Print the lines below word for word, but leave out the pictures.
* * * * * * *
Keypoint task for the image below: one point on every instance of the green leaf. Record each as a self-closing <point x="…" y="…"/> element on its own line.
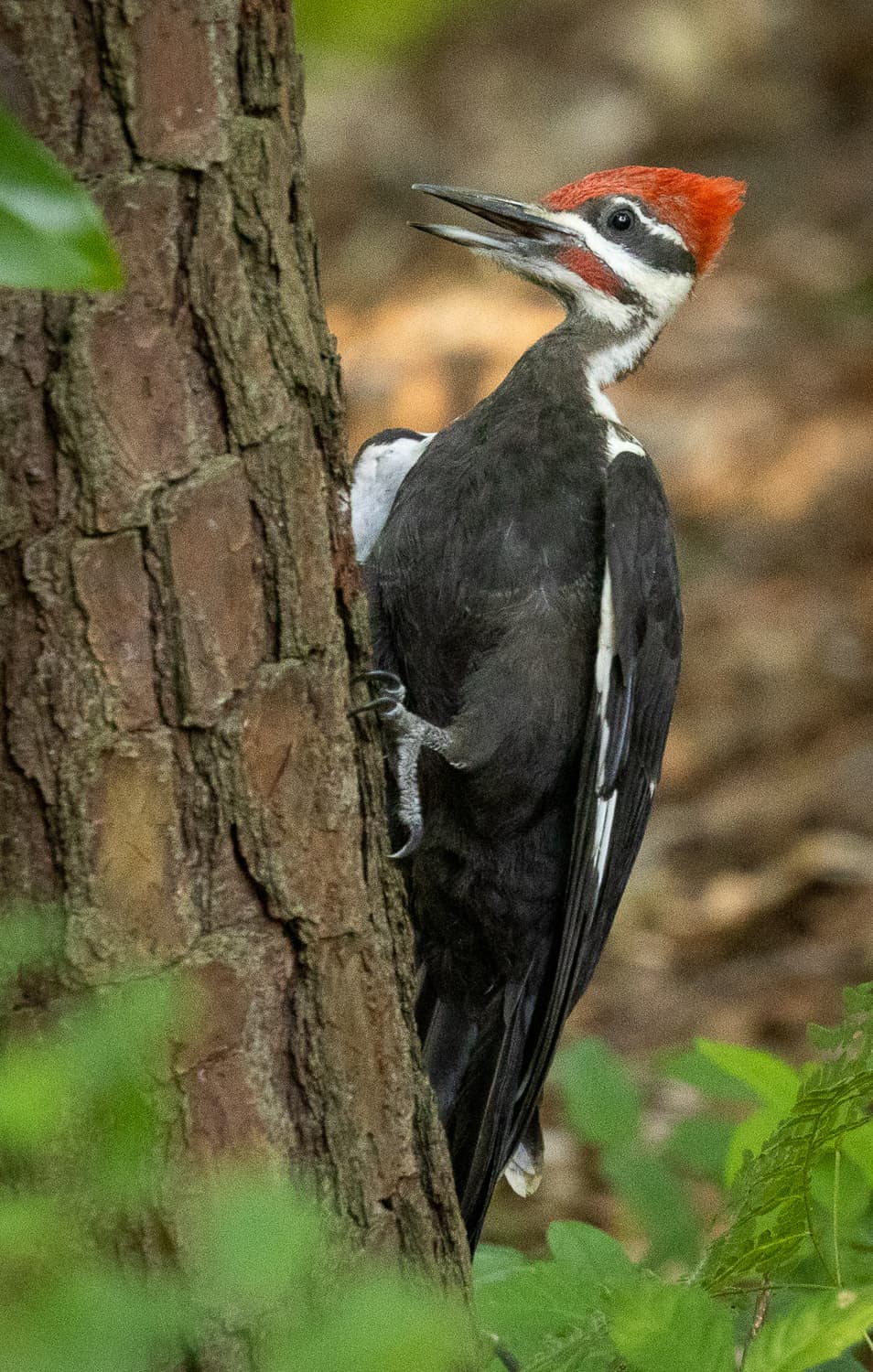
<point x="813" y="1331"/>
<point x="598" y="1259"/>
<point x="378" y="29"/>
<point x="533" y="1303"/>
<point x="587" y="1350"/>
<point x="52" y="236"/>
<point x="29" y="935"/>
<point x="749" y="1136"/>
<point x="771" y="1080"/>
<point x="659" y="1204"/>
<point x="697" y="1070"/>
<point x="773" y="1191"/>
<point x="670" y="1328"/>
<point x="255" y="1240"/>
<point x="700" y="1144"/>
<point x="600" y="1097"/>
<point x="493" y="1261"/>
* * * * * * *
_WRITTEN ANSWER_:
Keypoint task for the image below: one point on every instance of the green leaf. Record each as a self-closing <point x="…" y="…"/> element on its own line.
<point x="813" y="1331"/>
<point x="598" y="1259"/>
<point x="378" y="29"/>
<point x="533" y="1303"/>
<point x="587" y="1350"/>
<point x="52" y="236"/>
<point x="29" y="935"/>
<point x="749" y="1136"/>
<point x="771" y="1080"/>
<point x="659" y="1204"/>
<point x="697" y="1070"/>
<point x="773" y="1191"/>
<point x="670" y="1328"/>
<point x="255" y="1240"/>
<point x="700" y="1144"/>
<point x="600" y="1097"/>
<point x="493" y="1261"/>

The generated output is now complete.